## [What to work on]
Quote the lines below verbatim, starting with the line that contains "Indicate every instance of the open truck hood" and going on through the line that contains "(1201, 513)", both included.

## [Recorded information]
* BEGIN *
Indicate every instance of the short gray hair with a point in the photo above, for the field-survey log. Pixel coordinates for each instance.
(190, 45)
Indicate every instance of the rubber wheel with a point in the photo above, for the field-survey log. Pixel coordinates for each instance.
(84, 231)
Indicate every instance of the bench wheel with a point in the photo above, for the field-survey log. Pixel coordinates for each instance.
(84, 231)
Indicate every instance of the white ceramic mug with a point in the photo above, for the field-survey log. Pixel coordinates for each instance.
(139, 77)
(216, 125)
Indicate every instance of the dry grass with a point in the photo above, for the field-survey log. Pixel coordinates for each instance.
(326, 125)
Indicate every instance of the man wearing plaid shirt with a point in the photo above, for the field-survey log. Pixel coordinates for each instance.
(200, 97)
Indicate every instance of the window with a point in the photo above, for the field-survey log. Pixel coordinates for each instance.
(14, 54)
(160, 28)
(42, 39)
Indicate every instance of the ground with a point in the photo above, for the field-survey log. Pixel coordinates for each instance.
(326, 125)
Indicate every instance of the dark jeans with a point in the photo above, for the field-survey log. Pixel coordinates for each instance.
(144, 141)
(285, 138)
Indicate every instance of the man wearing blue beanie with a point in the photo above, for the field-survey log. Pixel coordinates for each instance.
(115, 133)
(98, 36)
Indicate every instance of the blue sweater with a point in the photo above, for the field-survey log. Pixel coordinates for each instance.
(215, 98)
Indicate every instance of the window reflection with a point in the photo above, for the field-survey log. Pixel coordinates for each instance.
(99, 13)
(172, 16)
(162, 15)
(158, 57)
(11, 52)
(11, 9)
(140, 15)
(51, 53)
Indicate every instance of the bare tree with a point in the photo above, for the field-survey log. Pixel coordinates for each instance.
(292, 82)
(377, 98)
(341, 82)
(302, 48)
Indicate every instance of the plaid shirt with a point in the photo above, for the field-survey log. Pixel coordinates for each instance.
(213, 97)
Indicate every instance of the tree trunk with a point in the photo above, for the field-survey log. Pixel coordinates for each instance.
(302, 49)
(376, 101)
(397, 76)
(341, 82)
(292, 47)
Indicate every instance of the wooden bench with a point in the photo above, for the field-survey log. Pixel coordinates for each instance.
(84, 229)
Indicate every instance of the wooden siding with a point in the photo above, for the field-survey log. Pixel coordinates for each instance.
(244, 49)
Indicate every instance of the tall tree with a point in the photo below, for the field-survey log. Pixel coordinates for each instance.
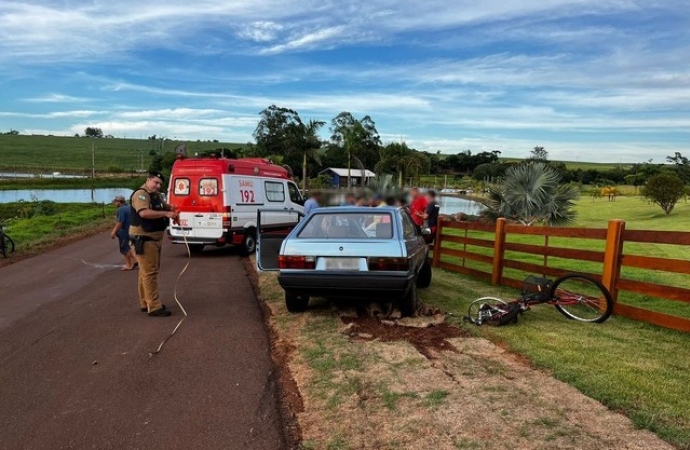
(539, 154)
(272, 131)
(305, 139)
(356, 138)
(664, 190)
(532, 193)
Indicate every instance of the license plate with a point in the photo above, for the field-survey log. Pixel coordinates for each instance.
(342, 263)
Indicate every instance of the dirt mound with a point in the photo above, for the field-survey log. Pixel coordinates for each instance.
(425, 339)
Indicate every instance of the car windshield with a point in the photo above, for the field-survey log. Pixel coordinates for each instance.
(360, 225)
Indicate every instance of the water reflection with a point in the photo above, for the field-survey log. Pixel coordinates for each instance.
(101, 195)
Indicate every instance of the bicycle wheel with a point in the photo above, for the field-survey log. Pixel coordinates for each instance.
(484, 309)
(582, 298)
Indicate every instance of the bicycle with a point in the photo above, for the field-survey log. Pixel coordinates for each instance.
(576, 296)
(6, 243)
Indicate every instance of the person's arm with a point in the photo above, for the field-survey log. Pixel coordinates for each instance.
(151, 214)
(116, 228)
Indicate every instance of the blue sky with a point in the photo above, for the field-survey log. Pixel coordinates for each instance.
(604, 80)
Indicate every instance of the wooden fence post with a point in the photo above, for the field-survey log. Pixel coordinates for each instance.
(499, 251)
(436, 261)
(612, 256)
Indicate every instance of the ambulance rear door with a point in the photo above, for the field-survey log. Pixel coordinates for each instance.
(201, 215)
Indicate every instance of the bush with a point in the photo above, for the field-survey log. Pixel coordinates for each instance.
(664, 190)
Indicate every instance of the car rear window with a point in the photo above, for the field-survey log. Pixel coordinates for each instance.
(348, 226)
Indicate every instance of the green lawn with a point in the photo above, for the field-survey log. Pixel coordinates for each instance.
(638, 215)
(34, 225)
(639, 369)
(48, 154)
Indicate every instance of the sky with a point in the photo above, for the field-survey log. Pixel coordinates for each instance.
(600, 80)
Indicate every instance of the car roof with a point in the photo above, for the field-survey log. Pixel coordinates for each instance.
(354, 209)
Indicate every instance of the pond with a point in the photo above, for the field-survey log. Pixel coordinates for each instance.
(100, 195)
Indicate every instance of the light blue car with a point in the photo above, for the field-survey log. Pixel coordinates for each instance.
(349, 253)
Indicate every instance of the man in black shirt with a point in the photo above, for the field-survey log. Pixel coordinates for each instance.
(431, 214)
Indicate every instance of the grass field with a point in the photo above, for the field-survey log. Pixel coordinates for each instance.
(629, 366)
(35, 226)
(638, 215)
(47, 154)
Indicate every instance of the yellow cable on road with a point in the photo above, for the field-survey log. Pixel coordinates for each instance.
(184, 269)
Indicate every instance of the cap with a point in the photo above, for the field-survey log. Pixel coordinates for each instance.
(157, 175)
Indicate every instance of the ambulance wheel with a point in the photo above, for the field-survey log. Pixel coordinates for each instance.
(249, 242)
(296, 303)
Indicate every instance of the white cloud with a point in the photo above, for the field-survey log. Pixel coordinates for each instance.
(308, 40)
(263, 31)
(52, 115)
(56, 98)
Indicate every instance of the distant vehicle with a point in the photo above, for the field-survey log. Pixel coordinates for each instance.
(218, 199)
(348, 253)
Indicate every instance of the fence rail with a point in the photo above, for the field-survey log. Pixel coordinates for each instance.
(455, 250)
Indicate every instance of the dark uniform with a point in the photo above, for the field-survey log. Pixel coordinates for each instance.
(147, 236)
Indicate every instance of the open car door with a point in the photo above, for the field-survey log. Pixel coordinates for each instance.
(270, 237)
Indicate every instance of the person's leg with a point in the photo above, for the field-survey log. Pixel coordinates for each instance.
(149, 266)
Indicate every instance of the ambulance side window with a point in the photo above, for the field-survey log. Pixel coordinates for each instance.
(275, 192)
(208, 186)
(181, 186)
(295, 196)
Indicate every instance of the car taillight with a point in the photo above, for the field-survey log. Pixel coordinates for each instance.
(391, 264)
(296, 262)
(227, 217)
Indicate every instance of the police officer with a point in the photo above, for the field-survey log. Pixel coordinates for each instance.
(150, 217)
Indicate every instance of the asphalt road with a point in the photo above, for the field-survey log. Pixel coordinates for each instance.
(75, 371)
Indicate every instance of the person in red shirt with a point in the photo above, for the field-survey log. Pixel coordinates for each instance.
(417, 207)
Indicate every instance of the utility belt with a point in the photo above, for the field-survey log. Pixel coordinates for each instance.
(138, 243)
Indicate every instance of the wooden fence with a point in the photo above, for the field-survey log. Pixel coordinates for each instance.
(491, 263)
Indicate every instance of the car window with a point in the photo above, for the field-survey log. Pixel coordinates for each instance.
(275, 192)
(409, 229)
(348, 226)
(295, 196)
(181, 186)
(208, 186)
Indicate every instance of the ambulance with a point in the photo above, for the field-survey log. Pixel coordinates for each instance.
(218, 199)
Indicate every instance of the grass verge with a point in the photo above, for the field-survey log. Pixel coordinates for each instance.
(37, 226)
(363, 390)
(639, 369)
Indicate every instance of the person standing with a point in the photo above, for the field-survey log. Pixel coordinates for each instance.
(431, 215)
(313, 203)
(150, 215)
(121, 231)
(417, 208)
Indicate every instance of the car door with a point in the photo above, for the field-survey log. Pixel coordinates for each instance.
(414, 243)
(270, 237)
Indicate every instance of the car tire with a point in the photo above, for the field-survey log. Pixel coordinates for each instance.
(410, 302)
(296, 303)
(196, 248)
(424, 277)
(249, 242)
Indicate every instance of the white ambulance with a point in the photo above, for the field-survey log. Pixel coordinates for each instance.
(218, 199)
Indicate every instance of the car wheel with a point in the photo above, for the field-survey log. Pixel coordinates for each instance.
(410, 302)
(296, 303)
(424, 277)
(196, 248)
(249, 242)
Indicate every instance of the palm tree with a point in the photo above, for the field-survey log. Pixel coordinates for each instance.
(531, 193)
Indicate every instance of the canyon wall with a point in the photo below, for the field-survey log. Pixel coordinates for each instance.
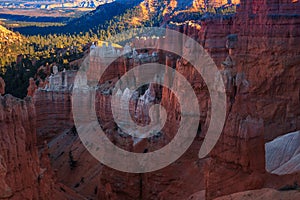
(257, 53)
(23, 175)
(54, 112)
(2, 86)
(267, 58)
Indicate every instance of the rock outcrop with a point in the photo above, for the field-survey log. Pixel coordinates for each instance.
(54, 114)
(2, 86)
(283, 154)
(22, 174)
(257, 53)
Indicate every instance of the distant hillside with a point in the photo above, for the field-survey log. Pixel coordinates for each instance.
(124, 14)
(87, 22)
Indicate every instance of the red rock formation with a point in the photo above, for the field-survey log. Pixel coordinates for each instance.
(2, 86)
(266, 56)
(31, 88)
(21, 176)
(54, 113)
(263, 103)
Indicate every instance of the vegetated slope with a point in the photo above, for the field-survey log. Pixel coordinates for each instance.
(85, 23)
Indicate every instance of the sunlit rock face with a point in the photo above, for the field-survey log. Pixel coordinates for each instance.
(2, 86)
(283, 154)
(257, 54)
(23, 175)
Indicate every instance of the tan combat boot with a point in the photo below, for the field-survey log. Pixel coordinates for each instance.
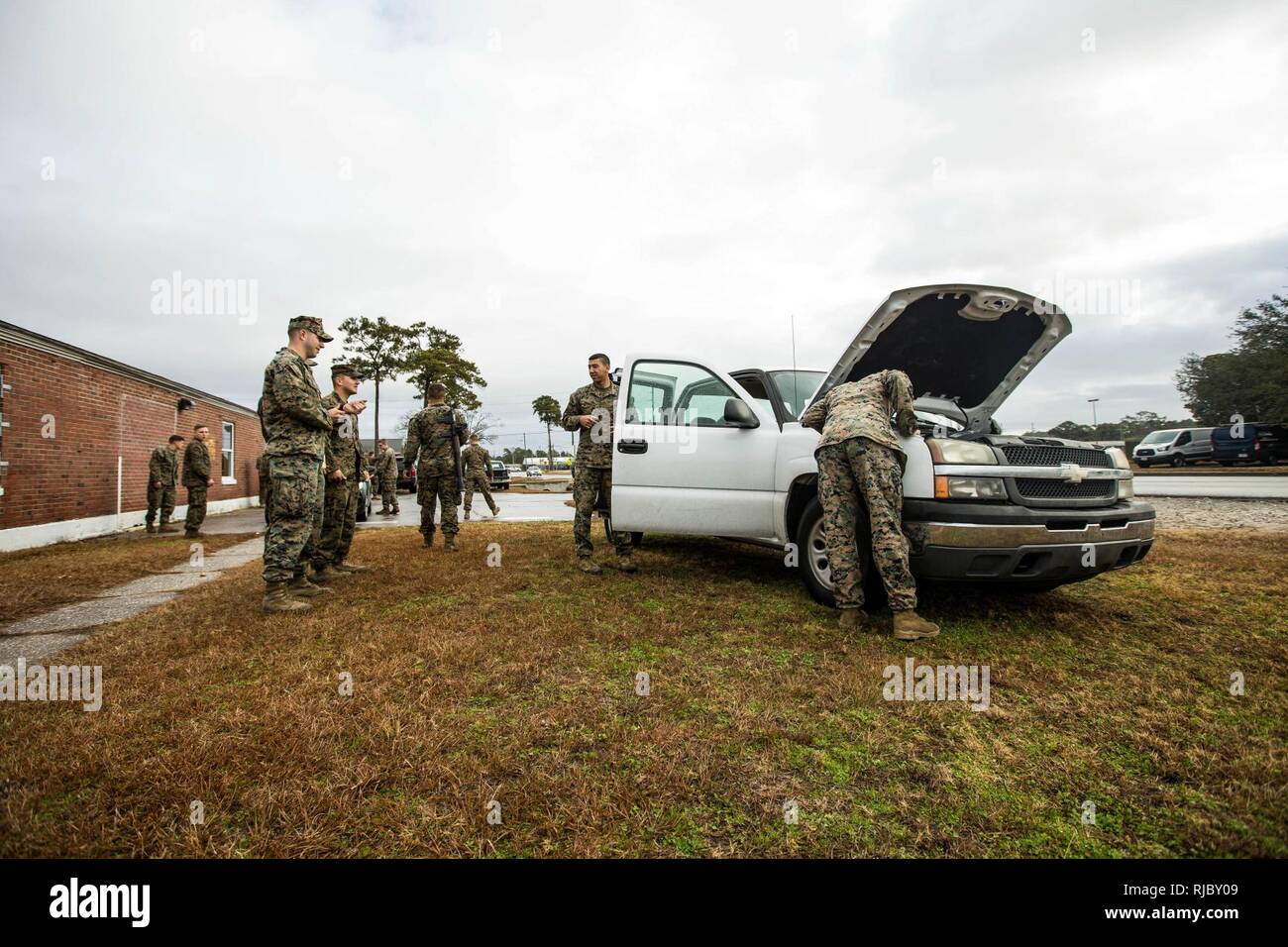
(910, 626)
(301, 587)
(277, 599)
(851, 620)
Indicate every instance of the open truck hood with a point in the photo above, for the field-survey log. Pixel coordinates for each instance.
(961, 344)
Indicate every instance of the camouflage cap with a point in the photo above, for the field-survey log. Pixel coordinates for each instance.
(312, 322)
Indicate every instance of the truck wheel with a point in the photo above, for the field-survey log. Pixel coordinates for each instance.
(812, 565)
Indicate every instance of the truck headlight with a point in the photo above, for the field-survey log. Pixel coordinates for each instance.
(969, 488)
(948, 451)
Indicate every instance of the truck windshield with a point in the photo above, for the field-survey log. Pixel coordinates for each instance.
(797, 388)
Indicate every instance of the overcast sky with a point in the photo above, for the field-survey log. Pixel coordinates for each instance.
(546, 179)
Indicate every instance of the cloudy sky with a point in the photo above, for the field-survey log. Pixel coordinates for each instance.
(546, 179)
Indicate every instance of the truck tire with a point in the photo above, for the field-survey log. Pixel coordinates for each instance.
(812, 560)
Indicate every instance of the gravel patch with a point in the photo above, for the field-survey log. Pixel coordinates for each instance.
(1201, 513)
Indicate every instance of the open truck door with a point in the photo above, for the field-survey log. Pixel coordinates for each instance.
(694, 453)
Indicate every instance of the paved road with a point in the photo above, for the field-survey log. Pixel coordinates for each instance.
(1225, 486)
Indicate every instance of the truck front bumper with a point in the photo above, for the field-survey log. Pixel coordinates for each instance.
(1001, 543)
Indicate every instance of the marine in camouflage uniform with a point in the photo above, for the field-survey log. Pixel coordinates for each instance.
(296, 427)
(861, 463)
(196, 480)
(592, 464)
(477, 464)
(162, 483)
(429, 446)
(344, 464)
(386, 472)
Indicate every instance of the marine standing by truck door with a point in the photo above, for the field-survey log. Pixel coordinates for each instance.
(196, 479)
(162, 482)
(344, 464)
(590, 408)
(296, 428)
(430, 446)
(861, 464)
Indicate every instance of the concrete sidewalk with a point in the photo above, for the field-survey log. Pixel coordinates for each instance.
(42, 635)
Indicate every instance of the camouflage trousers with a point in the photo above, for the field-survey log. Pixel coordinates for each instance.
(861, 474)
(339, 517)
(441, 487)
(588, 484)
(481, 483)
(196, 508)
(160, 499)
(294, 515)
* END *
## [Correct result]
Indicate every instance of the open truck hood with a point in the photo above, for the field-survey log. Pixel coordinates for each instance.
(961, 344)
Indicate every instance of the camouflage cap with a point in the photo above, for the field-survey log. Pixel coordinates for each instance.
(312, 322)
Indicate every instance of the truck wheel with a point in the photo above, for the field-survey log. Pixel coordinates for each instance.
(812, 565)
Indicate every instance of the truck headlight with a point in the photo above, for the field-survey log. Pixel coordinates for each instance.
(969, 488)
(948, 451)
Indicate every instance of the truck windshield with a point in the photo above, for the field-survey log. Pixel coordinates for each instance.
(797, 388)
Indicate every instance of the overcast sky with a point in the photo above, for the field-survey log. Pixel coordinates for each instance.
(546, 179)
Indicate every instance of the cloudy sky with a point in the photo above, for the field-survey log. Pixel coordinates for each instance.
(546, 179)
Indicate every instance of the truck tire with a point in the photo above, for the field-survey log. Pixel coordinates for each instance.
(812, 560)
Indicate every instance of the gravel patch with a point in the photo above, for the field-survey log. Pixel coordinates for each instance.
(1201, 513)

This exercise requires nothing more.